### ENTRIES PROVIDED
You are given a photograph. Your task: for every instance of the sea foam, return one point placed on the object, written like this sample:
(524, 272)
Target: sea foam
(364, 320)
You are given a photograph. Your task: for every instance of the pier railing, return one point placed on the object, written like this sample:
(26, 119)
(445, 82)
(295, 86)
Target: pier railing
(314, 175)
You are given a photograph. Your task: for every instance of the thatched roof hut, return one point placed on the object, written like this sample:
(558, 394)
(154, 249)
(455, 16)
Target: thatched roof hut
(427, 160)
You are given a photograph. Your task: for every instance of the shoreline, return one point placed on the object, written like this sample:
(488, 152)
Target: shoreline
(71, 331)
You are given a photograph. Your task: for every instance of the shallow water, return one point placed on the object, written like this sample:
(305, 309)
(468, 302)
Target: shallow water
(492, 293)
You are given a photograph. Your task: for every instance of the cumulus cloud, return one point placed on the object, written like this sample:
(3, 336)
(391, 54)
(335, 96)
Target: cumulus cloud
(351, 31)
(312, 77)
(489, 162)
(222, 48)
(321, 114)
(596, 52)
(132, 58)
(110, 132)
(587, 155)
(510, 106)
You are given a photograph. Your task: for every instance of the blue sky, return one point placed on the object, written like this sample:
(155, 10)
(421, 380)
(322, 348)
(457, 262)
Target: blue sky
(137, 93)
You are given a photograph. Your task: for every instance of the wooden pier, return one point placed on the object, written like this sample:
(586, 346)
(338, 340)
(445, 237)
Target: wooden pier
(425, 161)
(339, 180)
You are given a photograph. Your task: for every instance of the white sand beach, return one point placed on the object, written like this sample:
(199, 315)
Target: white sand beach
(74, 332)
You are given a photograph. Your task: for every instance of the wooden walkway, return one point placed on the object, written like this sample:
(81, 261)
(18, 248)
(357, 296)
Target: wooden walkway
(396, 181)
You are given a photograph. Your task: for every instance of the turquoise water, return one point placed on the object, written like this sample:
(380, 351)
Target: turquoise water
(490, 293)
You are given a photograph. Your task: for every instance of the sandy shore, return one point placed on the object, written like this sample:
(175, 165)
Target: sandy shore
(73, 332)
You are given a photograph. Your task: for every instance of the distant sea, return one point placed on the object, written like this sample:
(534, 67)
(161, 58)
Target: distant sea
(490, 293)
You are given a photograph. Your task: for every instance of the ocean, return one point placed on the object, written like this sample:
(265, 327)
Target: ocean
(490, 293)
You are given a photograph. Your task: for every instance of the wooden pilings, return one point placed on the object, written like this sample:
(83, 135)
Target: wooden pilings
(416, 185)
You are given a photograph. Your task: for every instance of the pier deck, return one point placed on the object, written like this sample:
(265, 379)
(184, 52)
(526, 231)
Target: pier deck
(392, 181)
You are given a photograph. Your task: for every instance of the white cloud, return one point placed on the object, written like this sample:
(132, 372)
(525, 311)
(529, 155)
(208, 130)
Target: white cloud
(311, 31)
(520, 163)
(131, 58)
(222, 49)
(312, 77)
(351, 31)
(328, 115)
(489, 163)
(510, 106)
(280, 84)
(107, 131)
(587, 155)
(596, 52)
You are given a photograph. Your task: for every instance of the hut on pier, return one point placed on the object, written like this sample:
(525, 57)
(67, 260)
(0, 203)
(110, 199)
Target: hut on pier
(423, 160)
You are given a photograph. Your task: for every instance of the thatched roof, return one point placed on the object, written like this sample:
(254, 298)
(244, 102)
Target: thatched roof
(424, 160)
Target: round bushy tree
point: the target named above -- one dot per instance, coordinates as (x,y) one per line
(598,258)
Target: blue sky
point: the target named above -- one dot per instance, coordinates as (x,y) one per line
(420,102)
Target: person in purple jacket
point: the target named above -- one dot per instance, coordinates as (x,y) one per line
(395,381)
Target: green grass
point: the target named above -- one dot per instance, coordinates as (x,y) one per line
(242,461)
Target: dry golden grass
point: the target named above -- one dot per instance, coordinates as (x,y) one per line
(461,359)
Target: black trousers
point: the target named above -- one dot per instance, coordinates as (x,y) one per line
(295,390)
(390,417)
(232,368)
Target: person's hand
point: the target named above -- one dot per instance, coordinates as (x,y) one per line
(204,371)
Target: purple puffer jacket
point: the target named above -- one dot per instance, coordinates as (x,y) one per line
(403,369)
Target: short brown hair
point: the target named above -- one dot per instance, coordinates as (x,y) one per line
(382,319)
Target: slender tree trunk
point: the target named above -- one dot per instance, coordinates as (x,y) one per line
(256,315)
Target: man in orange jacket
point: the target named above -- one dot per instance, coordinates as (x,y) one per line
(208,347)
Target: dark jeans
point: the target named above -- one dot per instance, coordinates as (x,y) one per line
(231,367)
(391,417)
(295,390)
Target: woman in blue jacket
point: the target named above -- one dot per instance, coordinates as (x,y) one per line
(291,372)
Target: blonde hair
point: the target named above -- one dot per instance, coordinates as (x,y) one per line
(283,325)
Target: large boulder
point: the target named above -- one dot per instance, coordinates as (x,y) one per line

### YOUR TASK
Reproduce all of the lines above word for word, from the first line to the last.

### ANSWER FOR THIS EXERCISE
You are given a photograph. Your task: for every instance of the sea foam, return one point placed on the object, written like this sample:
(524, 272)
Target: sea foam
(364, 320)
You are given a photograph. Your task: for every instance of the pier railing, return one point placed on the object, written like this sample:
(26, 119)
(445, 82)
(295, 86)
Target: pier railing
(314, 175)
You are given a photograph. Your task: for every instance of the thatched roof hut, return one point placed on the object, written like this sample:
(558, 394)
(154, 249)
(455, 16)
Target: thatched roof hut
(427, 160)
You are given a photograph. Your task: for every instance of the shoreline, return one point placed on the object, written like this sample:
(488, 152)
Target: shoreline
(71, 331)
You are given a photograph. Your task: for every instance of the shallow water, return one point placed on the object, written like this sample:
(305, 309)
(468, 302)
Target: shallow water
(492, 293)
You are given a photograph. Your task: for every instance of the cumulus cloud, return one point placed on the object, written like this sample:
(3, 336)
(391, 54)
(335, 96)
Target: cumulus cloud
(351, 31)
(312, 77)
(489, 162)
(222, 48)
(321, 114)
(596, 52)
(132, 58)
(110, 132)
(587, 155)
(510, 106)
You are given a photograph. Your task: for every instance of the blue sky, return one point placed on the object, written like this sample:
(155, 10)
(421, 380)
(322, 348)
(457, 262)
Target: blue sky
(137, 93)
You are given a photograph. Your task: for every instance of the wooden pier, return one point placed on the object, written like this sample:
(586, 346)
(338, 340)
(445, 237)
Target: wooden pier
(425, 161)
(339, 180)
You are given a photograph. Your task: for every instance of the white sand beach, return one point placed on the object, written like this sample:
(199, 315)
Target: white sand beach
(74, 332)
You are given a photograph. Your task: for every instance of the wooden walkway, return one point placed on the object, written like this sample:
(81, 261)
(18, 248)
(357, 296)
Target: wooden walkway
(396, 181)
You are given a photograph. Your task: for every instance of the turquoise water, return one point placed on the object, written like this sample:
(380, 351)
Target: turquoise water
(490, 293)
You are given a photograph. Your task: for every instance of the sandy shore, return one point placed on the object, written like this sample:
(175, 165)
Target: sandy shore
(73, 332)
You are given a photograph. Your task: for every instance of the distant sea, return one point placed on the object, written like this sample:
(534, 67)
(161, 58)
Target: distant sea
(490, 293)
You are given a photograph. Your task: for every instance of the ocean, return one point placed on the object, written like this sample:
(265, 327)
Target: ocean
(490, 293)
You are given a photograph. Your task: for every instance of the wooden pilings, return one point placed on the object, written like this sample:
(83, 135)
Target: wooden pilings
(416, 185)
You are given a photograph. Your task: for every instance of the pier deck, return one point placed on the object, written like this sample:
(265, 379)
(184, 52)
(526, 231)
Target: pier deck
(392, 181)
You are given a photograph. Your task: for every instance of the white cloud, return one point placed on the object, written like this sample:
(132, 372)
(525, 311)
(529, 155)
(208, 130)
Target: white cloud
(311, 31)
(520, 163)
(131, 58)
(222, 49)
(312, 77)
(351, 31)
(328, 115)
(489, 163)
(510, 106)
(280, 84)
(107, 131)
(587, 155)
(596, 52)
You are given a photograph. Your task: for every instance of the hut on pier, return one point placed on the object, written like this sample:
(525, 57)
(67, 260)
(0, 203)
(110, 199)
Target: hut on pier
(423, 160)
You are given a photograph. Your task: for every instance of the thatched roof, return one point placed on the object, written like this sample:
(254, 298)
(244, 102)
Target: thatched roof
(424, 160)
Target: round bushy tree
point: the target named above -- one dot per instance, coordinates as (x,y) one per line
(598,258)
Target: blue sky
point: the target named above -- one dot per instance, coordinates as (x,y) one per line
(420,102)
Target: person in purple jacket
point: the target named above -- one dot per instance, coordinates as (x,y) one per line
(395,381)
Target: green grass
point: the target named above -- one dot per instance, coordinates as (x,y) one per line
(242,461)
Target: dry golden grass
point: the target named above -- one dot per instance, coordinates as (x,y) one per line
(461,359)
Target: black trousers
point: the target named above -- one dot per instance, coordinates as (x,y) one per line
(295,390)
(390,417)
(232,368)
Target: person's hand
point: the target named above -- one dot per instance, coordinates as (x,y) one per line
(204,371)
Target: purple puffer jacket
point: the target named above -- one dot per instance, coordinates as (x,y) one per line
(403,369)
Target: short brown hair
point: the target named above -- one dot per instance, coordinates as (x,y) one per line
(382,319)
Target: slender tree trunk
point: the target named above -- one dot per instance, coordinates as (x,y) one per line
(256,315)
Target: man in orange jacket
point: the target named above -- one dot per instance, coordinates as (x,y) one per line
(208,347)
Target: dark jeans
point: the target named above -- one dot per instance, coordinates as (x,y) one per line
(231,367)
(391,417)
(295,390)
Target: woman in blue jacket
point: the target named above -- one dot per instance, coordinates as (x,y) one per line
(291,372)
Target: blonde hair
point: the target named above -- one dot per instance, coordinates as (x,y) one per line
(283,325)
Target: large boulder
point: the target named above -- one dot per instance, coordinates as (x,y) one per line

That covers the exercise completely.